_Material for this exercise:_
#####

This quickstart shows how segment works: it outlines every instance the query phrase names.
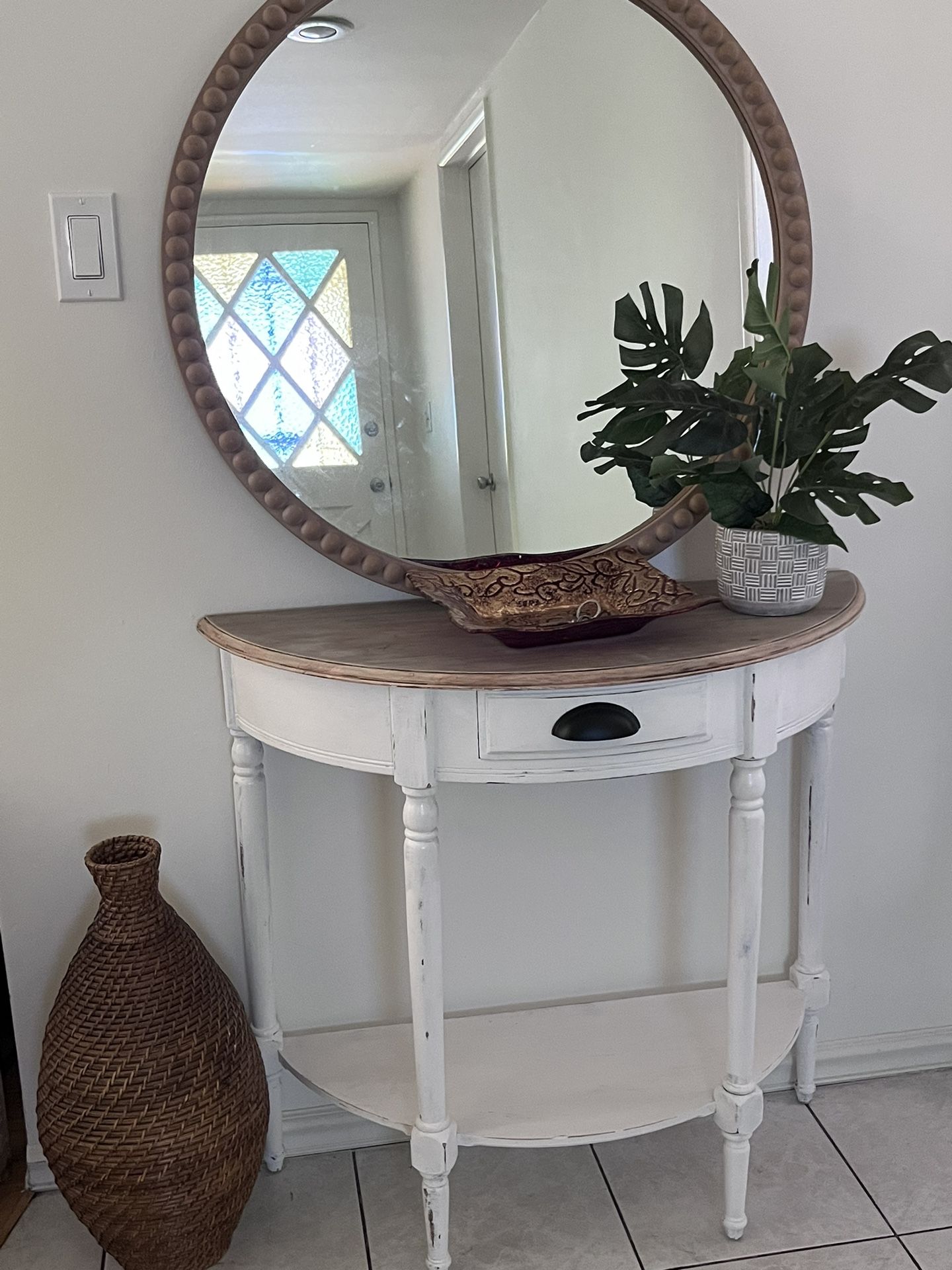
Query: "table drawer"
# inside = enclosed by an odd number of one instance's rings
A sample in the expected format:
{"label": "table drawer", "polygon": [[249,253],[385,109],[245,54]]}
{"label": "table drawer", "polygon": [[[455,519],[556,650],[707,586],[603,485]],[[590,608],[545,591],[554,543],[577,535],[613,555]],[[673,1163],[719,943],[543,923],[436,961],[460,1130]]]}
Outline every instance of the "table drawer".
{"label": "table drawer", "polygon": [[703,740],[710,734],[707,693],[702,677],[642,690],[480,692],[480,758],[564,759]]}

#####

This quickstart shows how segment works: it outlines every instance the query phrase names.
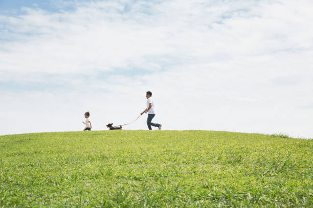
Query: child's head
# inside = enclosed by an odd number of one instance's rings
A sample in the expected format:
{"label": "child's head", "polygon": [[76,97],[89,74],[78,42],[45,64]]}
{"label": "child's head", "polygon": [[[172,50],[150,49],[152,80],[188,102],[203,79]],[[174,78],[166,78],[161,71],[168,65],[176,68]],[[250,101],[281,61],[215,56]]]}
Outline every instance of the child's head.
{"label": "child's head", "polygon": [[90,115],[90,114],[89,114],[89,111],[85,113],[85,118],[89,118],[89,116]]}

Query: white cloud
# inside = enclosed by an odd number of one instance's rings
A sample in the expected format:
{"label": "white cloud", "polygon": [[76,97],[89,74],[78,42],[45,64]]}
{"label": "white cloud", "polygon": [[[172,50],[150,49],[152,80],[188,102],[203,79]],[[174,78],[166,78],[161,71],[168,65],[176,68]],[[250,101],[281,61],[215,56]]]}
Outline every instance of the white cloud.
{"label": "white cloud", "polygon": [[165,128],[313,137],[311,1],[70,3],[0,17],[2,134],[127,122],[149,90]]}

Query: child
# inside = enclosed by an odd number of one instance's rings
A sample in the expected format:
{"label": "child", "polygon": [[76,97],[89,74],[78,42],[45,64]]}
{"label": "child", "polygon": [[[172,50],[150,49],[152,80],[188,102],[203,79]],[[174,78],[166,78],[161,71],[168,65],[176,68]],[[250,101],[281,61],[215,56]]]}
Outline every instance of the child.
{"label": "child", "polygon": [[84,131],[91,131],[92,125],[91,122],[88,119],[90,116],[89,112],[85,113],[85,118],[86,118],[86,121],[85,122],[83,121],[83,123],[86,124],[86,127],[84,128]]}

#####

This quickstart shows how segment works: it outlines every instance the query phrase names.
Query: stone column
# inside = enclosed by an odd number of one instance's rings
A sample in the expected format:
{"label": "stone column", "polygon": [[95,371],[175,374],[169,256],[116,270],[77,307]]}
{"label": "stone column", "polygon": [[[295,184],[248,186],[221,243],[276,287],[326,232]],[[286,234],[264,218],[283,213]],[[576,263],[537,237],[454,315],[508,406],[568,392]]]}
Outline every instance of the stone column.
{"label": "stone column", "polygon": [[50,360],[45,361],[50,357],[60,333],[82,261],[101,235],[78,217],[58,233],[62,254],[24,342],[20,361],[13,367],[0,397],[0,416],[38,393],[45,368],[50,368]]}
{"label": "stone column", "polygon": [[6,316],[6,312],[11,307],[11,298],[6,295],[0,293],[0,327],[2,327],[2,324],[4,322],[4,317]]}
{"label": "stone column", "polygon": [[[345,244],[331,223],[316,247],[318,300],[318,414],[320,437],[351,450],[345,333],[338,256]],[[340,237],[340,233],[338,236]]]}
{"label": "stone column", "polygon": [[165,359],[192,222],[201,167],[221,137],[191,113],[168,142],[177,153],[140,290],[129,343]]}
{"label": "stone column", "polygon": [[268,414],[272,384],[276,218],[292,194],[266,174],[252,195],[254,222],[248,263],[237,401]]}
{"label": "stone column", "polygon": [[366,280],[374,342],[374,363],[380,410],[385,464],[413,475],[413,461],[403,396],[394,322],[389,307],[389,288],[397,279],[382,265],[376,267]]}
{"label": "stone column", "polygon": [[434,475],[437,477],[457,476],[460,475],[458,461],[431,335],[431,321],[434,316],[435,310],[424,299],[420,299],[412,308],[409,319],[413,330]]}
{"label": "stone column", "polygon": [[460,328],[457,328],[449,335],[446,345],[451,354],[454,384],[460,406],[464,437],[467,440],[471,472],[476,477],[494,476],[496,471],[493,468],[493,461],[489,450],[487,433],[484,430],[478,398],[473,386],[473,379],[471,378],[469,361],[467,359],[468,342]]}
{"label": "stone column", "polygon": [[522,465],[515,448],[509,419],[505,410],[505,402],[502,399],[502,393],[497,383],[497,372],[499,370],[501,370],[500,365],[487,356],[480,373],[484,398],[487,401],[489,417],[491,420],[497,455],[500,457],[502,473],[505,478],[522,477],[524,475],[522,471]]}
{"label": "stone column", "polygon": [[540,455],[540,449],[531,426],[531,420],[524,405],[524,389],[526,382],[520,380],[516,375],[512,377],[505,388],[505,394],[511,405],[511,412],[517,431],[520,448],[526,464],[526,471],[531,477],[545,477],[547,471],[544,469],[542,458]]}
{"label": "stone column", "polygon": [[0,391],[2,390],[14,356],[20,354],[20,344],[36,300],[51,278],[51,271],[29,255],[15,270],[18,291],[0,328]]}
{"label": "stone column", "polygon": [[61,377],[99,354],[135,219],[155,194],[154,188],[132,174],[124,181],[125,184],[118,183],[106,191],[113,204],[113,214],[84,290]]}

#####

_The task:_ Gather every line of the material above that contains the word "cloud" and copy each one in full. Case counts.

_Solution to the problem:_
Query: white cloud
{"label": "white cloud", "polygon": [[76,97],[89,74],[78,42],[45,64]]}
{"label": "white cloud", "polygon": [[[172,50],[150,49],[152,80],[188,102],[203,79]],[[174,78],[166,78],[161,71],[168,65],[176,68]],[[250,101],[281,61],[215,56]]]}
Outline every instance of the white cloud.
{"label": "white cloud", "polygon": [[165,128],[313,137],[311,1],[70,3],[0,17],[2,134],[127,122],[149,90]]}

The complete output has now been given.